==== Excerpted passage

HACK - Login Implementation

[Dayjo]

This is my hacked implementation of the login. It seems to go and get the cookies ok, and then continue to send them with the following requests however it doesn't seem to avoid the rate limit. I still hit the CAPTCHA after maybe 10 or 20 attempts at running the example file.

This is not for merge, but more for a discussion as to how we should approach this.

I've re-written it to use request module again so that it can follow 300 http redirects which was necessary for the login at least. Also just modified the examples.js to attempt a login before running through an array of requests, this is a simple way of getting it to hit the rate limit (just give it a long array of terms to search for).

Not sure if @dreyco676 came across a similar issue with the python version? I realise that it's the BeautifulSoup library that handles the request sending using the same session cookies etc, so perhaps there's something else that I'm not sending here.

[Dayjo]

After looking into the pytrends, I think I'm having the same issue on that hitting the rate limit for my IP address.

I assume that the requests where the referrer is Google won't be getting rate limited, hence why the trends website still works, but if I run the XHR request in a new tab (no referrer) I get the CAPTCHA page. I can fill the CAPTCHA in and now it's all back and running ok again, but how long that lasts I have no idea. I'm wondering if it's even possible to bypass it at all.

I need to wait till I hit the limit again, and then run my original manual fix (https://github.com/pat310/google-trends-api/issues/36) and see if that gets past it (I don't think it will).

Some more investigation is probably needed, but I suppose with anything that doesn't have a real API is not going to be reliable

[pat310]

@Dayjo At 3 second intervals with a random word each time, I was unable to hit a rate limit. Maybe logging in each time causes an issue or maybe sending multiple requests at the same time does? Either way I'm not sure, but I'm definitely able to get a lot more requests by logging in. I should have a PR up for this soon. Also, are you running this in the browser somehow? I thought there were CORS issues...

========
==== Given entries

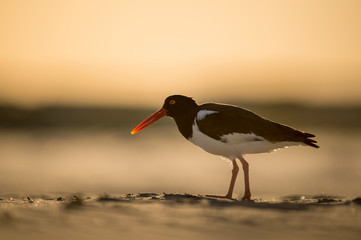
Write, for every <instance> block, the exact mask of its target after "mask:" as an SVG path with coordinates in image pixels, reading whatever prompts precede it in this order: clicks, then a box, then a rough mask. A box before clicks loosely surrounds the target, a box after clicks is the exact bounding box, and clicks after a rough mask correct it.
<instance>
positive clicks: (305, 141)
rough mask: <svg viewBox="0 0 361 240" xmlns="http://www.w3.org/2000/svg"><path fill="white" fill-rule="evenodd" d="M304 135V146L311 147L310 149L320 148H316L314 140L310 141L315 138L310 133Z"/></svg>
mask: <svg viewBox="0 0 361 240" xmlns="http://www.w3.org/2000/svg"><path fill="white" fill-rule="evenodd" d="M304 134H305V137H306V139H305V140H304V141H303V142H304V143H305V144H307V145H309V146H311V147H314V148H319V147H320V146H318V145H317V144H316V143H317V141H316V140H313V139H310V138H314V137H316V136H315V135H314V134H312V133H304Z"/></svg>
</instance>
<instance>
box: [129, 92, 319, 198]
mask: <svg viewBox="0 0 361 240" xmlns="http://www.w3.org/2000/svg"><path fill="white" fill-rule="evenodd" d="M164 116H169V117H172V118H173V119H174V120H175V122H176V124H177V126H178V130H179V131H180V133H181V134H182V135H183V136H184V137H185V138H186V139H187V140H189V141H190V142H192V143H194V144H195V145H197V146H199V147H201V148H203V149H204V150H205V151H206V152H209V153H212V154H215V155H220V156H223V157H226V158H229V159H230V160H232V164H233V169H232V178H231V182H230V186H229V189H228V193H227V194H226V196H214V195H209V196H213V197H224V198H229V199H231V198H232V194H233V189H234V184H235V182H236V178H237V174H238V171H239V167H238V165H237V162H236V160H237V159H239V160H240V162H241V163H242V167H243V171H244V183H245V192H244V195H243V197H242V199H244V200H250V198H251V191H250V187H249V174H248V162H247V161H246V160H245V159H244V158H243V155H245V154H251V153H264V152H270V151H272V150H276V149H279V148H283V147H287V146H293V145H308V146H311V147H314V148H318V147H319V146H318V145H316V143H317V142H316V141H315V140H313V139H311V138H313V137H315V135H313V134H311V133H306V132H302V131H299V130H296V129H294V128H291V127H289V126H286V125H283V124H280V123H276V122H272V121H270V120H268V119H266V118H263V117H261V116H259V115H257V114H255V113H253V112H251V111H249V110H246V109H244V108H240V107H236V106H232V105H225V104H217V103H205V104H202V105H198V104H197V103H196V102H195V101H194V100H193V99H192V98H190V97H186V96H182V95H172V96H169V97H167V98H166V99H165V101H164V104H163V107H162V108H161V109H160V110H158V111H157V112H155V113H154V114H152V115H151V116H150V117H148V118H147V119H145V120H144V121H143V122H141V123H140V124H139V125H138V126H137V127H136V128H134V129H133V131H132V132H131V133H132V134H135V133H136V132H139V131H140V130H142V129H144V128H146V127H147V126H149V125H151V124H152V123H154V122H155V121H157V120H158V119H160V118H162V117H164Z"/></svg>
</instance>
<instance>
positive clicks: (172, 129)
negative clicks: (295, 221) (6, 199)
mask: <svg viewBox="0 0 361 240" xmlns="http://www.w3.org/2000/svg"><path fill="white" fill-rule="evenodd" d="M313 132H314V133H315V134H316V135H317V138H316V139H317V140H318V141H319V144H320V146H321V148H320V149H314V148H311V147H303V146H302V147H301V146H300V147H290V148H288V149H281V150H279V151H276V152H272V153H265V154H255V155H246V156H245V158H246V159H247V160H248V162H249V163H250V181H251V190H252V194H253V195H252V196H253V197H255V198H272V197H276V198H277V197H279V196H283V195H292V194H321V193H322V194H331V195H338V196H344V197H355V196H358V195H361V192H360V189H361V174H360V172H361V161H360V160H361V149H360V147H359V143H360V142H361V134H359V133H357V132H356V133H350V132H348V133H344V134H342V133H339V132H332V131H317V130H316V131H313ZM0 157H1V168H0V193H34V192H36V193H40V192H44V193H48V192H96V193H98V192H114V193H128V192H131V193H137V192H149V191H150V192H160V193H161V192H177V193H184V192H187V193H193V194H225V192H226V190H227V187H228V184H229V180H230V174H231V173H230V172H231V167H230V164H229V163H228V162H227V161H225V160H224V159H222V158H221V157H219V156H213V155H211V154H208V153H206V152H204V151H203V150H202V149H200V148H198V147H196V146H194V145H193V144H191V143H190V142H188V141H186V140H185V139H184V138H183V137H182V136H181V135H180V134H179V133H178V132H177V131H176V129H173V128H171V129H168V128H165V129H163V130H162V129H161V128H154V129H151V128H149V129H147V130H144V131H142V132H141V133H138V134H136V135H130V134H129V133H128V131H126V130H121V131H100V130H97V131H90V130H79V131H74V130H51V131H45V130H43V131H2V132H1V133H0ZM241 174H242V172H240V177H239V178H238V180H237V185H236V187H235V194H236V196H241V195H242V193H243V178H242V175H241Z"/></svg>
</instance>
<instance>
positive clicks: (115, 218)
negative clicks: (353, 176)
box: [0, 193, 361, 240]
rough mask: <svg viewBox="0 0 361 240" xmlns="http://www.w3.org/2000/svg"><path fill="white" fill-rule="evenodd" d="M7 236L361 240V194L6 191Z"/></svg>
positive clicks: (6, 215) (3, 226)
mask: <svg viewBox="0 0 361 240" xmlns="http://www.w3.org/2000/svg"><path fill="white" fill-rule="evenodd" d="M0 198H1V200H0V230H1V231H0V237H1V238H2V239H100V238H102V239H222V238H223V239H245V238H248V239H328V240H331V239H359V237H360V234H361V227H360V226H361V199H360V198H356V199H345V198H340V197H333V196H301V195H297V196H296V195H294V196H287V197H282V198H279V199H275V200H260V199H259V200H254V201H239V200H221V199H215V198H209V197H205V196H201V195H190V194H156V193H140V194H123V195H107V194H101V195H90V194H81V195H80V194H78V195H71V194H64V193H63V194H54V195H48V196H27V197H21V196H11V195H6V196H4V195H3V196H0Z"/></svg>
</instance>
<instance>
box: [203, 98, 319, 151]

========

# Task 1
Can you output the part of the login implementation thread that begins at the words "I've re-written it" and stops after "my IP address."?
# Task 2
Answer these from the login implementation thread:
(a) After roughly how many attempts at running the example file does Dayjo hit the CAPTCHA?
(b) Which module did Dayjo rewrite the login to use again?
(c) At what interval was pat310 sending requests when no rate limit was hit?

# Answer 1
I've re-written it to use request module again so that it can follow 300 http redirects which was necessary for the login at least. Also just modified the examples.js to attempt a login before running through an array of requests, this is a simple way of getting it to hit the rate limit (just give it a long array of terms to search for).

Not sure if @dreyco676 came across a similar issue with the python version? I realise that it's the BeautifulSoup library that handles the request sending using the same session cookies etc, so perhaps there's something else that I'm not sending here.

[Dayjo]

After looking into the pytrends, I think I'm having the same issue on that hitting the rate limit for my IP address.

# Answer 2
(a) After maybe 10 or 20 attempts.
(b) The request module.
(c) At 3-second intervals, with a random word each time.